The problem: In the data below, how many lines include the word "above"? Give only the number.

Collection entries:
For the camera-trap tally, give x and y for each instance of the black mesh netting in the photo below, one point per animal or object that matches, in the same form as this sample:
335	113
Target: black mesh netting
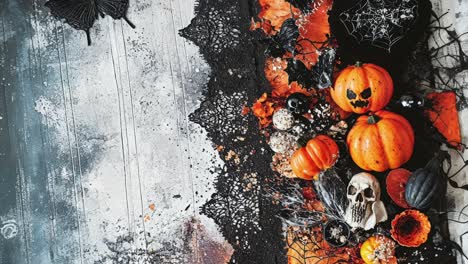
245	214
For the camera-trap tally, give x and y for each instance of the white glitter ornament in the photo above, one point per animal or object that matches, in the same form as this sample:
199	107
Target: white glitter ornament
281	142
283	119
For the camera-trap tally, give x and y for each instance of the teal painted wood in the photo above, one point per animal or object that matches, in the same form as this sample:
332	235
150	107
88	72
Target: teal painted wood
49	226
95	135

...

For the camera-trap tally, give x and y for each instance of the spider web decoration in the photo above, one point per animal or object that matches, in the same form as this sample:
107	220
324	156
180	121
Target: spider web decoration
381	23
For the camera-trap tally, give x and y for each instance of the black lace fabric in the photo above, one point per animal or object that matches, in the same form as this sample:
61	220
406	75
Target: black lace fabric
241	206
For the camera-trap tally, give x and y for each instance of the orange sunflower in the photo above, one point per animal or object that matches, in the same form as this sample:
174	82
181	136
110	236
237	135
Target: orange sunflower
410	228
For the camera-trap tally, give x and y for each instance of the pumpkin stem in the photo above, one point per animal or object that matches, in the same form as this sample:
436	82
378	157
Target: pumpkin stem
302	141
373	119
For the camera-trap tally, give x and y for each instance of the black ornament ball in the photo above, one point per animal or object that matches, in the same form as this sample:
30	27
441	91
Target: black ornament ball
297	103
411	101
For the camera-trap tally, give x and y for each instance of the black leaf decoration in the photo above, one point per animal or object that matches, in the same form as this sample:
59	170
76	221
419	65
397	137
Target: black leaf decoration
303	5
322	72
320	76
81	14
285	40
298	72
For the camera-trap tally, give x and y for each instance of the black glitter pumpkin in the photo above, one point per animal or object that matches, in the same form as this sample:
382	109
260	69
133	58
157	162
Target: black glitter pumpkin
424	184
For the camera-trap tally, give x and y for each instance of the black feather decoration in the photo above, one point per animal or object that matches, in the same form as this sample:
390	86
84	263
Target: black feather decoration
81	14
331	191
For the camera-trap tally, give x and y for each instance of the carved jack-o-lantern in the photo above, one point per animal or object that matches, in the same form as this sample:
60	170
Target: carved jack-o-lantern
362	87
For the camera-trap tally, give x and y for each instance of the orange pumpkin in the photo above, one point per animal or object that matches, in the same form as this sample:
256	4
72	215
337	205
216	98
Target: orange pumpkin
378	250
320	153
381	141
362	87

---

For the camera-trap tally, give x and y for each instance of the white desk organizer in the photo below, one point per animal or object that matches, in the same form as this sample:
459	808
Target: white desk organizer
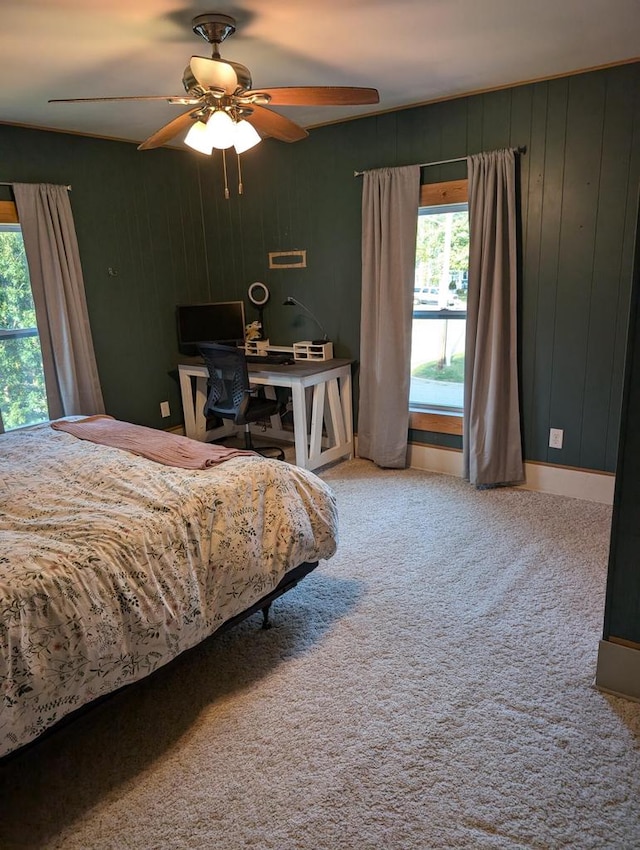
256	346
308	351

Response for this exercise: 12